• _Extracted text_:
* start *
You Can't Get There From Here

12/17/00

Have you ever been driving in the country and lost your way? You know where you want to go, but you're not exactly sure where you are. When you stop and ask directions, the kindly country person says to your surprise, "You can't get there from here." What? Does this road I'm on suddenly drop off over the next hill? Has it disintegrated behind me? What does he mean, "You can't get there from here?" That seems like a foolish thing to say when you're talking about traveling on a road. But when you're talking about religious matters, it is very true to say that there are some places you can't get to from where you are.

We want to get to serving God in holiness and righteousness. That's what we pray in the Collect for this Third Sunday in Advent. We pray "grant that we may...serve You in holiness and righteousness all the days of our lives." We want to be in God's service knowing that those who don't serve God serve Satan. There's no third choice. A person is either in the service of God or Satan. We want to be holy and do things for God and our neighbor. We want to be righteous and do the right thing in all the situations where we are tempted to do the wrong thing. We want to to control our tempers, curb our lusts, and love our neighbor. That's where we want to get to.
* end *
• _Supplied records_:
* start *
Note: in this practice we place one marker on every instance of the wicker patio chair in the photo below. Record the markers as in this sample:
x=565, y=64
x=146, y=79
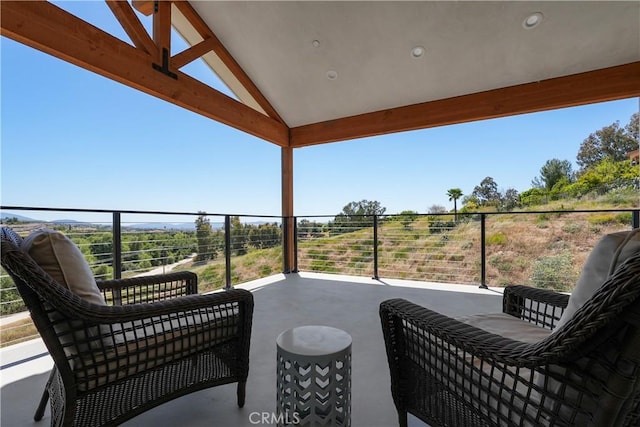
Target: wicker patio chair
x=455, y=372
x=155, y=340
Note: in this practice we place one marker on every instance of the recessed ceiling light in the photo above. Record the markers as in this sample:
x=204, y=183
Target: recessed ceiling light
x=532, y=21
x=417, y=52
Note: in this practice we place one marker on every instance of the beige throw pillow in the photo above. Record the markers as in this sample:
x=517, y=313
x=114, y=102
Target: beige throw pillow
x=611, y=251
x=59, y=257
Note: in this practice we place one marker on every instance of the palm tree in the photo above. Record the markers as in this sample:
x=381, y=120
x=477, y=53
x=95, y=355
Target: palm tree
x=454, y=194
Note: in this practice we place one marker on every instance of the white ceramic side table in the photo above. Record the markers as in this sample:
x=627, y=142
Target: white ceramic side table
x=314, y=377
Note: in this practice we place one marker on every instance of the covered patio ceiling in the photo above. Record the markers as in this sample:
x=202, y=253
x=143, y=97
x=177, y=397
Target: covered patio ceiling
x=307, y=73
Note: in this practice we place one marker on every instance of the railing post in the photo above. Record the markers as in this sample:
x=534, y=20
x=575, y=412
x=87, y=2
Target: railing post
x=375, y=247
x=295, y=245
x=483, y=252
x=117, y=245
x=286, y=268
x=227, y=251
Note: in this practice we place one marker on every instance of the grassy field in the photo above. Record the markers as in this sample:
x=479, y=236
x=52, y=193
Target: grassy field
x=538, y=249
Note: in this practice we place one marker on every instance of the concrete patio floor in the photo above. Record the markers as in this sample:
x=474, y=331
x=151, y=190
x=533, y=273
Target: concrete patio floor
x=281, y=302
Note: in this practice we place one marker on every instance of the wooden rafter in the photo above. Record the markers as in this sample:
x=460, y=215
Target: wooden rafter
x=206, y=33
x=44, y=26
x=146, y=7
x=191, y=54
x=125, y=14
x=579, y=89
x=162, y=26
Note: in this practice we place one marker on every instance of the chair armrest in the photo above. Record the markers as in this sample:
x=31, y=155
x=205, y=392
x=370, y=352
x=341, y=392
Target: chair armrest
x=541, y=307
x=149, y=288
x=105, y=344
* end *
• _Required task_: Resume the Advent sermon where its last paragraph ends, and carry it forward. The records are separate material and have nothing to do with the sermon.

• _Expected answer_:
This same sort of desire drove the crowds out into the wilderness to John the Baptizer. They wanted to do right things. They wanted to do holy things. They didn't want to serve Satan to their eternal destruction. They knew that God had already set a day of judgement when He would return to destroy and damn the unholy and the unrighteous. They didn't want to be in that number. They wanted to be different.

Wanting to be different is a theme in most Christmas specials. We can identify with that, and so we are drawn to them. We with Charlie Brown don't want to be caught up in the commercialization of Christmas. We with the Grinch know that because of sin our hearts are indeed too small. We know with Scrooge that we have not had the compassion we ought to have had on the Tiny Tims of the world.

Also, along with all the legends of children standing outside the manger, we want to give the perfect gift to the Christ-Child, one holy and righteous. But all we have is sin and guilt; all we have are filthy rags according to Isaiah. Even as little drummer boys our rum-pum-pum is polluted with shameful thoughts. Even though we stand outside the manger and cry because we have nothing but sin to offer, our tears don't fall to the ground and sprout beautiful red plants as they do in the legend of the pointsetta; no they sprout thistles and thorns.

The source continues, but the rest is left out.